● **Brief**
Return, in full, each line below that contains the string "yellow", treating uppercase and lowercase letters as different.

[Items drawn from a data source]
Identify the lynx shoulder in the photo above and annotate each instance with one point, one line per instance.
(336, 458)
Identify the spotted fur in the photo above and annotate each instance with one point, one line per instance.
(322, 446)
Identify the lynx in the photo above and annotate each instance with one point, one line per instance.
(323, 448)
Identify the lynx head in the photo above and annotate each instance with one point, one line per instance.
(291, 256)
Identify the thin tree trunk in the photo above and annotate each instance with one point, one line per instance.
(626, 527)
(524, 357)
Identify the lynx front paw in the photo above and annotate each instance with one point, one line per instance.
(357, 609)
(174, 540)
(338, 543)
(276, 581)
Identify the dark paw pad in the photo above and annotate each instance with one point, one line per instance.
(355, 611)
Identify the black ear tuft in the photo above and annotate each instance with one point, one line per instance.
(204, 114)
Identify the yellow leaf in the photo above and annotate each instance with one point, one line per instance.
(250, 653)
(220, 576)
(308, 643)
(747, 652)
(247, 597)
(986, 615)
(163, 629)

...

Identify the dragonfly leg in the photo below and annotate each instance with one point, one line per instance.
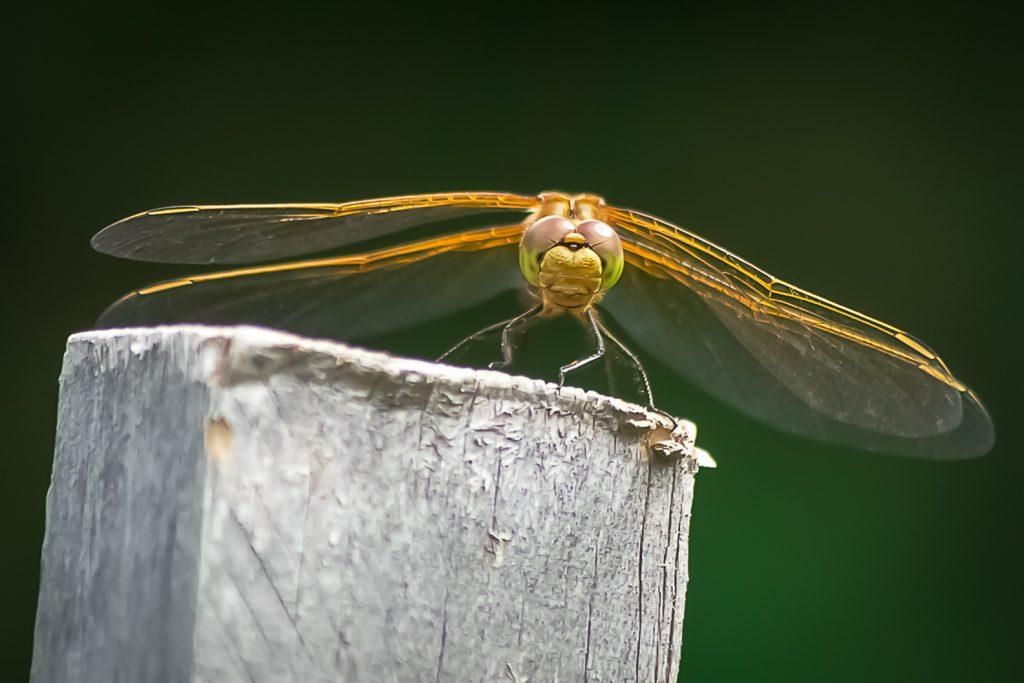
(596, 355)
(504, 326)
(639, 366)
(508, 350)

● **Output for this exercise**
Identify the yellow leaf in the photo above and annotate each instance with one point, one line per instance.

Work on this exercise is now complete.